• _Requirements_
Would you reproduce each of the items below word for word?

• _The records_
◇ ◇ ◇ ◇

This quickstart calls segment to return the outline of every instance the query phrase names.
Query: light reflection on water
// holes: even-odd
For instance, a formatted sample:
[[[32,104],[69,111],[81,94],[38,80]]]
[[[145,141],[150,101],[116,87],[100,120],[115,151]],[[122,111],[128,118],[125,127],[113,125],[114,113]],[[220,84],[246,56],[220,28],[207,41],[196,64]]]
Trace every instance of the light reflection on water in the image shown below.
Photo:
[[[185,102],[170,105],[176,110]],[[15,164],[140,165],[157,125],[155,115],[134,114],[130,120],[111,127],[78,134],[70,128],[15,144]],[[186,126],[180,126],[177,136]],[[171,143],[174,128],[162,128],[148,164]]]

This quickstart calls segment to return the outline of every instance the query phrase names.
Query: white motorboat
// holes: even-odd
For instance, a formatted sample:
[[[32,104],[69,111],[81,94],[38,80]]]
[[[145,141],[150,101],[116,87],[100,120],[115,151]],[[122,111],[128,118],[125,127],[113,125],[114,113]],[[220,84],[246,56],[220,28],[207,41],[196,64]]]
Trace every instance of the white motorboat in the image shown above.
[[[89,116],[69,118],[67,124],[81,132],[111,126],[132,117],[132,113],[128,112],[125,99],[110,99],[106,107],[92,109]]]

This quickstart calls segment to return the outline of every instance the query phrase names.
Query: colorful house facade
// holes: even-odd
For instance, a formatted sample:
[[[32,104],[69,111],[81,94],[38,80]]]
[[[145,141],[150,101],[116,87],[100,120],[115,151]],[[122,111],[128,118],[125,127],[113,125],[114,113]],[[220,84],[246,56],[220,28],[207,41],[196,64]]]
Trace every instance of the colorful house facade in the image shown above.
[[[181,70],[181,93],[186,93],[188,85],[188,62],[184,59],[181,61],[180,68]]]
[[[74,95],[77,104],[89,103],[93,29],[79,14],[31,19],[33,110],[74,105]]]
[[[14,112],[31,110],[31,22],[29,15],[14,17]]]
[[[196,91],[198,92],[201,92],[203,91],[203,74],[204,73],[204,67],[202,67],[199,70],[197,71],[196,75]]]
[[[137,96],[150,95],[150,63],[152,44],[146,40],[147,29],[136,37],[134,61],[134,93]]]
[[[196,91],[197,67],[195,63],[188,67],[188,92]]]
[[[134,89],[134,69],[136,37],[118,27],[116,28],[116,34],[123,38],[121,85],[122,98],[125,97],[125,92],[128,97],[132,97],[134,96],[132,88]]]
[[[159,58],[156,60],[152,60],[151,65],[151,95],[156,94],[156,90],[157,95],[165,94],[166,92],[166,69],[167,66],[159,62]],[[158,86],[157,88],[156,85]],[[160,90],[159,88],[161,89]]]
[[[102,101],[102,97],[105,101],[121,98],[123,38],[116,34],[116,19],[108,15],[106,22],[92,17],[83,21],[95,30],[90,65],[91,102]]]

◇ ◇ ◇ ◇

• _Response below_
This quickstart calls segment to return the outline of every instance the query phrase names.
Query: light reflection on water
// holes: even-odd
For instance, a formatted sample:
[[[32,104],[69,111],[81,94],[38,80]]]
[[[145,141],[150,101],[116,87],[100,120],[115,151]],[[122,111],[128,118],[125,127],[113,125],[114,113]],[[220,84],[246,56],[220,28],[207,41],[196,64]]]
Trace every instance of the light reflection on water in the image shown below.
Photo:
[[[185,102],[170,105],[176,110]],[[15,164],[140,165],[157,125],[155,115],[134,114],[130,120],[111,127],[78,134],[70,128],[15,144]],[[186,126],[180,126],[177,136]],[[171,143],[174,128],[162,128],[148,164]]]

This quickstart calls segment to return the outline of every instance the query phrase names.
Query: white motorboat
// holes: even-odd
For instance, a formatted sample:
[[[32,104],[69,111],[81,94],[38,80]]]
[[[145,141],[150,101],[116,87],[100,120],[115,151]],[[122,111],[128,118],[125,127],[113,125],[114,113]],[[220,84],[246,56],[220,28],[207,41],[196,64]]]
Trace every instance of the white motorboat in the image shown above.
[[[89,116],[69,118],[67,124],[81,132],[111,126],[132,117],[132,113],[128,112],[125,99],[110,99],[106,107],[92,109]]]

This quickstart calls segment to return the outline of every instance the query phrase names.
Query: colorful house facade
// holes: even-odd
For instance, a formatted sample:
[[[32,104],[69,111],[81,94],[38,80]]]
[[[145,141],[150,101],[116,87],[100,120],[115,151]],[[122,111],[128,118],[125,127],[113,125],[114,113]],[[220,84],[246,56],[220,28],[207,41],[196,64]]]
Trace every instance of the colorful house facade in the image shown above.
[[[181,70],[181,93],[186,93],[188,85],[188,62],[184,59],[181,61],[180,68]]]
[[[74,95],[77,104],[89,103],[93,29],[79,14],[31,19],[33,110],[74,105]]]
[[[14,112],[31,110],[31,22],[29,15],[14,17]]]
[[[196,91],[198,92],[201,92],[203,91],[203,74],[204,73],[204,67],[202,67],[199,70],[197,71],[196,75]]]
[[[137,96],[150,95],[150,63],[152,44],[146,40],[147,29],[136,37],[134,61],[134,93]]]
[[[196,91],[197,67],[195,63],[188,67],[188,92]]]
[[[134,89],[134,69],[136,37],[118,27],[116,28],[116,34],[123,38],[121,85],[122,98],[125,97],[125,92],[128,97],[132,97],[134,96],[132,88]]]
[[[159,58],[156,60],[152,60],[151,65],[151,95],[156,94],[156,90],[157,95],[165,94],[166,92],[166,69],[167,66],[159,62]],[[158,86],[157,88],[156,85]],[[160,90],[159,88],[161,89]]]
[[[102,101],[102,97],[105,101],[121,98],[123,38],[116,34],[116,19],[108,15],[106,22],[92,17],[83,21],[95,30],[90,65],[91,102]]]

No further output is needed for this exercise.